- **Objetivo 1**: Reproduza as linhas da listagem começando na que contém "Mark the white cloud, one point per instance." e terminando no fim da listagem, substituindo "wet sand" por "dry sand" e mantendo todo o resto inalterado.

- **Trecho para leitura**:
○ ○ ○ ○ ○

AMOR DE VIOLEIRO – Um Prefácio Encanteirado
Edson Lodi*
Vejo a vela que se apaga / Vejo a luz, vejo o cruzeiro
Vejo a dor, vejo a vontade /No amor de um violeiro
No braço de uma viola / Verdade seja bem-vinda
Que acabe o choro, que seja / O amor a coisa mais linda**
Quando minha memória ainda amanhecia no mundo de Hoasca, em 1979, vislumbrei uma cena que jamais me esqueceu.
Mestre Pernambuco está sentado à cabeceira da mesa, na Sede Geral, em Porto Velho, dirigindo a sessão em comemoração ao seu aniversário. Logo após beber o Vegetal, e sem que me desse conta, vejo-me no espaço – tão só quanto antes de meu nascimento.
Com visão interior, avistei um foco de luz a cintilar na distância, capturando minha atenção. Aquela luz transformou-se em dois olhos, e entre as suas sombras surge uma cabana de madeira, um tapiri de palha. Eu me aproximo. Dentro dele, reconheço o Mestre Florêncio – em suas mãos, uma pequena caixa, feita de rústica madeira, talvez cipós.
Com os braços estendidos, a mansidão no olhar, ele me oferece humildemente aquele relicário. Por algum motivo que desconheço, não quis, a princípio, receber a oferta. No entanto, ao perceber aquela imagem diluindo-se no ar, alcanço a caixa e a tomo nas mãos. Abro-a. Dentro, uma cruz, também de madeira, bastante simples.
Abismado, voltei ao corpo instantaneamente. Nesse exato momento, o Mestre Braga levanta-se e diz, postado próximo de onde eu me encontrava:
Tem coisas no Vegetal que é preciso sair de dentro do corpo para conhecer verdadeiramente. A cruz representa uma responsabilidade, e quem a recebe tem que carregá-la e cumprir a missão.

○ ○ ○ ○ ○

- **Objetivo 2**: No trecho para leitura, o que havia dentro da pequena caixa oferecida pelo Mestre Florêncio?

(Entradas de um conjunto de dados de apontamento)
○ ○ ○ ○ ○

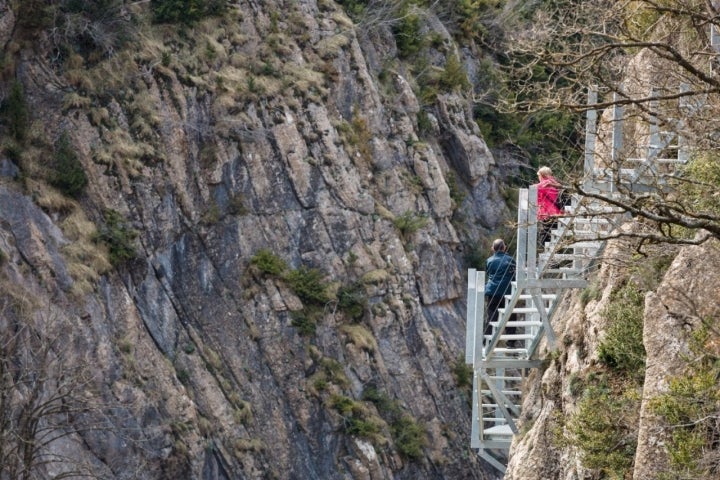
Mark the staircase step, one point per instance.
(512, 336)
(506, 392)
(519, 323)
(525, 296)
(519, 310)
(501, 421)
(499, 430)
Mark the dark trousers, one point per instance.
(544, 233)
(492, 304)
(491, 308)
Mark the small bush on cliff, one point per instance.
(352, 300)
(604, 427)
(309, 285)
(69, 176)
(622, 348)
(691, 408)
(119, 237)
(186, 11)
(408, 435)
(267, 262)
(15, 112)
(408, 32)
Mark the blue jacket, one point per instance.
(499, 270)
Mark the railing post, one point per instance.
(590, 137)
(532, 232)
(521, 255)
(617, 142)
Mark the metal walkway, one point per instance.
(502, 360)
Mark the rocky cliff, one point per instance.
(636, 369)
(246, 175)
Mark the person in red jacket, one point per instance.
(547, 210)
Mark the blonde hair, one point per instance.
(545, 172)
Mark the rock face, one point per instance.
(686, 293)
(247, 133)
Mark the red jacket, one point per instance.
(547, 193)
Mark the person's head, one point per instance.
(499, 245)
(544, 172)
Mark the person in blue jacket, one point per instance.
(499, 272)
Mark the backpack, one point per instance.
(563, 199)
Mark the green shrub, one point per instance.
(269, 263)
(117, 234)
(15, 111)
(407, 33)
(186, 11)
(352, 300)
(622, 347)
(354, 8)
(604, 429)
(309, 285)
(69, 175)
(690, 409)
(408, 435)
(454, 77)
(306, 320)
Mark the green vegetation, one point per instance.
(352, 300)
(186, 11)
(407, 32)
(622, 348)
(119, 237)
(691, 407)
(408, 435)
(69, 176)
(267, 262)
(15, 112)
(604, 428)
(309, 285)
(306, 320)
(701, 175)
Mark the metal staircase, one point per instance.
(501, 361)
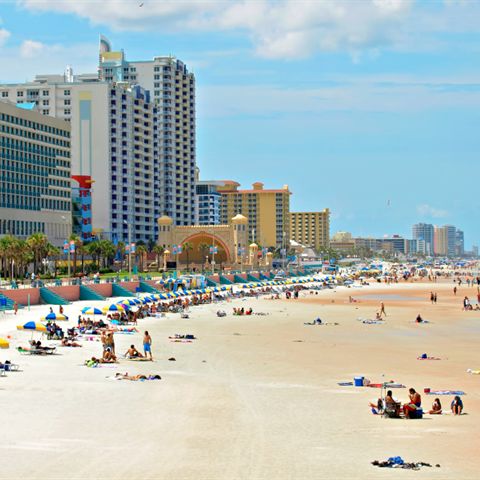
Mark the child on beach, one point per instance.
(436, 407)
(457, 405)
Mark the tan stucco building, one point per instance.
(267, 211)
(311, 229)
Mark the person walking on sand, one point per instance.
(147, 345)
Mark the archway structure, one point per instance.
(230, 241)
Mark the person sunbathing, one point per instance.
(132, 352)
(388, 403)
(414, 403)
(134, 378)
(436, 407)
(109, 356)
(69, 343)
(457, 405)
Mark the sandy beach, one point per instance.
(253, 397)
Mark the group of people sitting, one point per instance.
(390, 407)
(54, 332)
(242, 311)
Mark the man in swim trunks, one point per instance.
(147, 345)
(132, 352)
(414, 403)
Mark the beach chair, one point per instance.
(392, 410)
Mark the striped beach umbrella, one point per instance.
(54, 316)
(113, 308)
(39, 327)
(91, 311)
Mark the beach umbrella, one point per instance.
(91, 311)
(39, 327)
(126, 307)
(127, 301)
(55, 316)
(113, 308)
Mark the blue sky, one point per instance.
(370, 108)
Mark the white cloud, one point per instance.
(30, 48)
(47, 59)
(362, 94)
(426, 210)
(4, 34)
(285, 28)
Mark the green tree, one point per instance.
(158, 251)
(150, 244)
(107, 251)
(94, 250)
(203, 248)
(187, 248)
(121, 253)
(38, 243)
(78, 243)
(140, 253)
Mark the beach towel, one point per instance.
(446, 392)
(387, 385)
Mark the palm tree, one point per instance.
(121, 253)
(38, 243)
(5, 248)
(158, 251)
(78, 242)
(107, 249)
(203, 248)
(187, 248)
(93, 249)
(141, 251)
(54, 252)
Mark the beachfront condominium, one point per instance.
(444, 240)
(134, 139)
(311, 229)
(459, 243)
(172, 90)
(113, 133)
(35, 188)
(207, 202)
(424, 234)
(267, 210)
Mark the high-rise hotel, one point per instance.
(132, 133)
(172, 90)
(35, 192)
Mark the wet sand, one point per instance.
(253, 397)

○ ○ ○ ○ ○

- **Resolução escrita 1**:
Mark the white cloud, one point per instance.
(30, 48)
(47, 59)
(362, 94)
(426, 210)
(4, 34)
(285, 28)
Mark the green tree, one point per instance.
(158, 251)
(150, 244)
(107, 251)
(94, 250)
(203, 248)
(187, 248)
(121, 253)
(38, 243)
(78, 243)
(140, 253)
Mark the beach towel, one point per instance.
(446, 392)
(387, 385)
Mark the palm tree, one point per instance.
(121, 253)
(38, 243)
(5, 248)
(158, 251)
(78, 242)
(107, 249)
(203, 248)
(187, 248)
(93, 249)
(141, 251)
(54, 252)
Mark the beachfront condominium, one point per instance.
(444, 240)
(134, 139)
(311, 229)
(459, 243)
(172, 90)
(113, 133)
(35, 188)
(207, 202)
(424, 234)
(267, 210)
Mark the high-rise hotel, one point per instance.
(132, 133)
(172, 90)
(35, 192)
Mark the dry sand, one point per instance.
(253, 397)

- **Resolução escrita 2**: Uma cruz de madeira, bastante simples.